• To-do list
A. In the passage about responding rather than reacting, what three things does it say we are less likely to do when we respond?
B. Carry on the passage about responding rather than reacting, starting right after its final sentence.

• Document
================================
Responding to an argument, rather than reacting, is what we should strive for in all of our relationships. When we respond, we give ourselves the space to think through things and to come out of a place of understanding and compassion. We are less likely to point fingers and attack the other person or to blame them for making us feel a certain way. We think through all the possible responses the other person could have, and we consider what is best for ourselves and for others.
We’re all guilty of reacting instead of responding in situations because of our emotions often do get the best of us, and that’s okay – we’re human. But whenever we say something without really giving it thought, we become victims of allowing our unconscious to run the show. At first, it may seem like we should trust how we feel in the present moment and run with it, but this can be an illusion. Instead, doing this can allow our emotions to go on auto-pilot and cause us to not be in control of how we’re expressing how we feel. We simply do what we want and say what we want, without awareness of its implications.
The first step is recognizing when we react to situations and when we have the wherewithal to respond instead. Here’s a concrete example.
React: Your sister borrows your car and gets in an accident, causing some damage to the front. She’s not insured. You immediately react by blaming her for being so irresponsible and yelling at her, worsening your relationship with your sister and not making anything better.
Respond: Your sister borrows your car and gets in an accident, but instead of immediately responding to the anger you feel, you take a breath and pause for a moment. Once your impulse to blame her has subsided, your first response is a concern for your sister. Is she ok? Did she get hurt? Second, you realize that your car can be fixed and that it is just an object. You’re able to express your feelings in a more calm and composed manner.
================================
• Records from a data source
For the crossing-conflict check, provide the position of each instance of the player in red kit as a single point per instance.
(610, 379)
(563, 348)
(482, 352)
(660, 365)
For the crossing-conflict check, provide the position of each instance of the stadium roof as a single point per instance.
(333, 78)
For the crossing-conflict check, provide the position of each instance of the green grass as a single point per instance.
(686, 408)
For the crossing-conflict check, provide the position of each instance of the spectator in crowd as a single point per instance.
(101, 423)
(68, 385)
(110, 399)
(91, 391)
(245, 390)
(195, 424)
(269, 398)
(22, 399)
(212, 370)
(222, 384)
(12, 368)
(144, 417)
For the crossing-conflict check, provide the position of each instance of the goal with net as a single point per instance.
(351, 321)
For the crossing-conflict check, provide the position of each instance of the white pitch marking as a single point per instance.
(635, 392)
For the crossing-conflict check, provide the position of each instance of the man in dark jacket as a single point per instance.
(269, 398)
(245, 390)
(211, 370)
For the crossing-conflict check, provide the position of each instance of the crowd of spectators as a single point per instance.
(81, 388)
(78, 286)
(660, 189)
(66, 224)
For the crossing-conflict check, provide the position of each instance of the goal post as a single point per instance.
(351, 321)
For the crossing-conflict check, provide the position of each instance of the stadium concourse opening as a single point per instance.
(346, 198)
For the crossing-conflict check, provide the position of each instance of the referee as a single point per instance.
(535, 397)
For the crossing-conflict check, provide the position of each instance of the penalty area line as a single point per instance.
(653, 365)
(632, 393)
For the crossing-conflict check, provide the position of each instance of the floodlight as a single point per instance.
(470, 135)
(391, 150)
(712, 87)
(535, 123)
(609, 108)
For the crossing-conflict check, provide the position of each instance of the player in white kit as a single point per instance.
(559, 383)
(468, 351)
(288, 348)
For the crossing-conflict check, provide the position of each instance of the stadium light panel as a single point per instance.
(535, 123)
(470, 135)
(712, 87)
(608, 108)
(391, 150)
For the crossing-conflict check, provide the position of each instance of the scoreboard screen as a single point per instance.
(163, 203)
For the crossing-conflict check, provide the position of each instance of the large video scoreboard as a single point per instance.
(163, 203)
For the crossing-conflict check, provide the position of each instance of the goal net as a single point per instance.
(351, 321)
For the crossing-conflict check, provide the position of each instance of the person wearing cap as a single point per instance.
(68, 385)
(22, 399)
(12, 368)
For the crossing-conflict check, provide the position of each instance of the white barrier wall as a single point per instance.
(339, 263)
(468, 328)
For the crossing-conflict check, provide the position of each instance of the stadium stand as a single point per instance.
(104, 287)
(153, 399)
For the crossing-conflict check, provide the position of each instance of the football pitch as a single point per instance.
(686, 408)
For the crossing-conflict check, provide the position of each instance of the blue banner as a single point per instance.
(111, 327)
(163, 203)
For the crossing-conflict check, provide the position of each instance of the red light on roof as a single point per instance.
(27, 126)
================================
• Task results
A.
- Point fingers
- Attack the other person
- Blame them for making us feel a certain way

B.
Respond vs react: 5 tips
Tip #1: Give people the benefit of the doubt.
Always give others compassion and understanding. Most people that truly care about you and have invested time to be in your life want you to be a better person and they want you to be happy. They’re not always coming from a place of malice. When someone is telling you something from their heart, listen to them, even if you can feel that your immediate reaction is to be angry or to blame them for not understanding you.
We often react with anger to things we take personal offense to, but if we put ourselves in their shoes and try to understand where there are coming from, then we can respond in a healthier way. Take the time to stay calm and think through how you want to respond, always giving them the benefit of the doubt.
Tip #2: Have effective communication tools.
Having effective communication tools are essential to navigating how to properly respond to someone when we are initially inclined to react out of anger or let our emotions get the best of us. When we have effective ways of communicating, we are more in control of our emotions. That control in itself gives us the core foundation that women look for in emotional security.
You may ask questions like: Why do you feel this way? What can I do to make it better? How can we solve this situation? Instead of blaming your partner for doing something, choose more effective ways of expressing yourself. Saying “I can’t believe you did this” could easily be switched to “You made me feel awful because of X, Y, and Z.” Being honest with your emotions and allowing yourself the space to analyze how you feel is one intelligent way to get a healthier conversation started. When you react immediately with your emotions, you allow others to have control over how you feel because you are not in control – and that is not a healthy place to be.
Tip #3: Everybody is a lesson.
Everyone in your life, the difficult personalities and the coworkers you may not necessarily like, all have the possibility to teach you something about yourself. The people that surround us act like a mirror, often revealing our insecurities and allowing us to get a clearer picture of what is going on in our lives. Sometimes people enter our lives simply to teach us something.
There’s a difference, however, from being passive towards others and understanding how to respond effectively. I’m not saying that anybody that comes into your life that disrespects you should be allowed to disrespect you. You can respond appropriately by saying, “No, that’s not okay because of X, Y, and Z.” That can be the end of the story. There’s a difference between being a pushover and having the confidence to know how to respond effectively to a situation. That being the case, it is still important to be able to take a step back and see that even when people treat you badly, they can be seen as lessons in your own life.
Tip #4: Allow a conversation.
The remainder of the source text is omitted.